## Required work
Could you restate every entry word for word, minus the pictures?

======== Input data

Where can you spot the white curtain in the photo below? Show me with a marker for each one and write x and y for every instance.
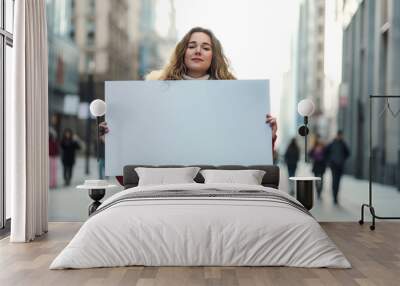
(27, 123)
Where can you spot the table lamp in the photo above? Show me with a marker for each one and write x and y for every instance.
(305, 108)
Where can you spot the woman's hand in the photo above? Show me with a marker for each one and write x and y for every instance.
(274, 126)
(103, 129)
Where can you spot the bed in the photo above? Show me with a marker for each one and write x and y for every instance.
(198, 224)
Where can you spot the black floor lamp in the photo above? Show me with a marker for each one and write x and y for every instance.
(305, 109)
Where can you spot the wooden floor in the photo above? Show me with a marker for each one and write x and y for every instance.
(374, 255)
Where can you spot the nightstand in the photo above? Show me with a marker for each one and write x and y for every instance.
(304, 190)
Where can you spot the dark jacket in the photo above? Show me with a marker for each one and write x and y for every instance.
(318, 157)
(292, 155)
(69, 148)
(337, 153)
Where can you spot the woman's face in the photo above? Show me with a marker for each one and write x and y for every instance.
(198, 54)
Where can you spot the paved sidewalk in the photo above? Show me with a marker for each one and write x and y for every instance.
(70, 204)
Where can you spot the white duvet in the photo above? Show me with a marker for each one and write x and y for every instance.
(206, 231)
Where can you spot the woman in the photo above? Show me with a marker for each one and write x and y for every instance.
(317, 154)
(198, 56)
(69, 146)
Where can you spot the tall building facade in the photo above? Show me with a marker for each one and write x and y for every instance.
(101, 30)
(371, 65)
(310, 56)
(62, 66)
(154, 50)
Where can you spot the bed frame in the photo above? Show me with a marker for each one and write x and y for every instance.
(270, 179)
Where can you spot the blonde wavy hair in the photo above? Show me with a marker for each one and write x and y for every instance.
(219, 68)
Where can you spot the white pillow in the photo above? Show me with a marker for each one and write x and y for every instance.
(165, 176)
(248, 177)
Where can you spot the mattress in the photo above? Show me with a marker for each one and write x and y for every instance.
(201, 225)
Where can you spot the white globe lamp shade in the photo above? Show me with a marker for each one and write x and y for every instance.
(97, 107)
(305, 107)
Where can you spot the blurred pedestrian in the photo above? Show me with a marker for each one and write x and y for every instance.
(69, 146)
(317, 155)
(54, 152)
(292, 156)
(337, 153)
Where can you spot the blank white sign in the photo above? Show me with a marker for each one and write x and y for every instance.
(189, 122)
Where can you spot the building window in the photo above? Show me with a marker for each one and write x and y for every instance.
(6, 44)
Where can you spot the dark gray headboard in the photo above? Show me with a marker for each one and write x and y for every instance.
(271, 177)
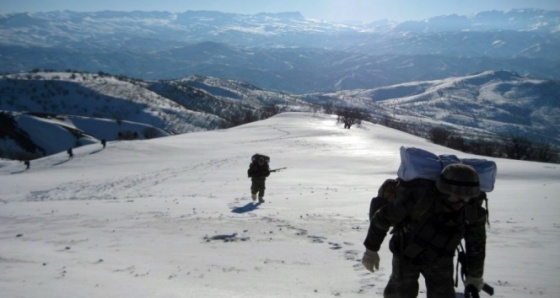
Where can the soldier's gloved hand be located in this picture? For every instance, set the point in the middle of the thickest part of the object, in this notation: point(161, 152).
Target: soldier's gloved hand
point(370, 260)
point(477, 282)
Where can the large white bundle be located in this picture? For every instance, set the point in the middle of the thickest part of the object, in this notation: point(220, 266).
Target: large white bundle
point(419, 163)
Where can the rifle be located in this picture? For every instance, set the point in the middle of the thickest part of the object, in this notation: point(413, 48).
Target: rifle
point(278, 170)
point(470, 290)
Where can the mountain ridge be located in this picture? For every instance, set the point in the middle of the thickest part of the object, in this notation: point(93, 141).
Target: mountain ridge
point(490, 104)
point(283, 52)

================

## Answer to this problem
Where can you spot the white curtain in the photo below? Show me with a marker for each one and write x and y for every instance.
(27, 123)
Where can you spot the table lamp in the photo above? Show me with a marker for each one and write x and y for every instance.
(305, 108)
Where can you spot the woman's hand in the photo above? Show me with a marker for each one and write x and y for every instance.
(274, 126)
(103, 129)
Where can you spot the bed in the photo above? Show me with a marker for each one and write x and y for every instance.
(198, 224)
Where can you spot the black floor lamp in the photo above? Show me with a marker for each one and write x and y for every instance.
(305, 109)
Where can you spot the wooden floor in the photo above? Show me with a marker for each one and write x and y for every instance.
(374, 255)
Where can you spot the nightstand in the photo above? Show me with a marker for each one and write x and y for every instance.
(304, 190)
Where can you spot the dark jacket in the photo above? Show me with a marker for each one and write x and y for every instance.
(318, 157)
(292, 155)
(69, 148)
(337, 153)
Where can you spot the woman's face in the photo above? Show me with a marker for each one and write x and y for every instance.
(198, 54)
Where can you spot the paved sidewalk in the photo above? Show me with a marker for each one and write x and y for every instance.
(70, 204)
Where can you spot the white duvet in the photo above? Show me with a marker for each one and write x and y for every instance.
(206, 231)
Where can you spot the woman in the photo above? Show me with a marker for each one and write x and y for every instance.
(317, 154)
(198, 56)
(69, 146)
Where can you spot the tall building facade in the photo above? Show me with a marker for each one and write x and y for every instance.
(101, 30)
(371, 65)
(310, 56)
(62, 66)
(154, 50)
Where can you spot the bed frame in the photo above? Show me with a marker for each one and write x and y for every instance.
(270, 179)
Where can you spot the blonde wavy hair in the photo above? Show me with a marker for each one and write x and y for every instance.
(219, 68)
Where can you spot the white pillow in the photo above? Show me with a marker for each one and write x and y for every instance.
(165, 176)
(248, 177)
Where can you spot the mattress in the photo above? Show me with a marker for each one and write x and y for every instance.
(201, 225)
Where can you spot the white globe lamp shade in the photo above? Show me with a marker for each one and write x and y for every instance.
(97, 107)
(305, 107)
Where can you spot the blurred pedestrian in the photo above? Show me with a marker for each one and write x and y for every instance.
(69, 146)
(317, 155)
(54, 152)
(292, 156)
(337, 153)
Where can you spot the blank white sign in the photo above? Show me with a marker for each one and write x and y for every instance.
(189, 122)
Where can you spot the building window in the photo above? Show me with a marker for each one and write x and y for every instance.
(6, 44)
Where can you spot the dark gray headboard in the photo above? Show me with a marker for each one and write x and y for every instance.
(271, 177)
Where can the soldier's gloved hand be located in this picture? For every instance, set the point in the middle of the thickest part of the object, in this notation: point(161, 152).
Target: soldier's gloved hand
point(370, 260)
point(477, 282)
Where can the large white bundle be located in this picture? For every instance, set the point in the middle of the thickest part of the object, in this notation: point(220, 266).
Target: large white bundle
point(419, 163)
Where can the rifle be located in this picture? For every instance, set the point in the middle of the thickest part of the object, in this notation: point(413, 48).
Target: rifle
point(278, 170)
point(470, 290)
Where can the mountain ridge be located in this picture? For every instance, set the point in the middle of the thickest part of the object, in this notation: point(93, 141).
Target: mountain ridge
point(490, 104)
point(283, 52)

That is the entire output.